Please copy the COSHH text again, beginning at the words "There are many workplaces" and stopping after "are listed below.", and swap every "employees" for "workers".
Provided text section start
There are many workplaces that have obvious risks – quarries, mines, metal finishers, woodworking and plastics factories – but there are many more that are less obvious such as cleaners, construction, automotive industry and even food preparation.

Workplaces must provide information/training and equipment to mitigate risk and injury, and employees must ensure they follow protocols. This often includes formal training – including the COSHH training course. The full responsibilities of both parties are listed below.

While the human cost is of primary concern, the cost to business is also huge, with 30.7 million working days lost in 2017/8 and a cost of £5.2bn due to workplace injury in 2016/7.

By following the COSHH Regulations, companies can save money and be more effective by reducing absenteeism and not having to replace trained workers. A healthy workforce means a healthy bottom line.

The best way to get a full understanding of what is and isn’t covered by COSHH is to undergo appropriate training.

COSHH employer responsibilities

Employers have a number of key responsibilities regarding COSHH laws. These include:

  1. Exposure – Employers must prevent or control exposure to hazardous substances. This can include the provision of appropriate personal protective equipment (PPE) where necessary
  2. Control measures – Implement control measures around hazardous substances and ensure these are maintained and kept up to date, in full working order and clean where appropriate
  3. Instruction – Provide employees with information, instruction and training around working with hazardous substances
  4. Procedures – Having procedures in place to deal with accidents and emergencies relating to hazardous substances
  5. Surveillance – Ensure employees exposed to hazardous substances are under adequate surveillance
  6. Risk assessments – Carry out COSHH risk assessments.
Provided text section end
Data section start
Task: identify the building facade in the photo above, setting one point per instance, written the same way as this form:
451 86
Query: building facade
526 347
Data section end
- [Exercise solution]:
There are many workplaces that have obvious risks – quarries, mines, metal finishers, woodworking and plastics factories – but there are many more that are less obvious such as cleaners, construction, automotive industry and even food preparation.

Workplaces must provide information/training and equipment to mitigate risk and injury, and workers must ensure they follow protocols. This often includes formal training – including the COSHH training course. The full responsibilities of both parties are listed below.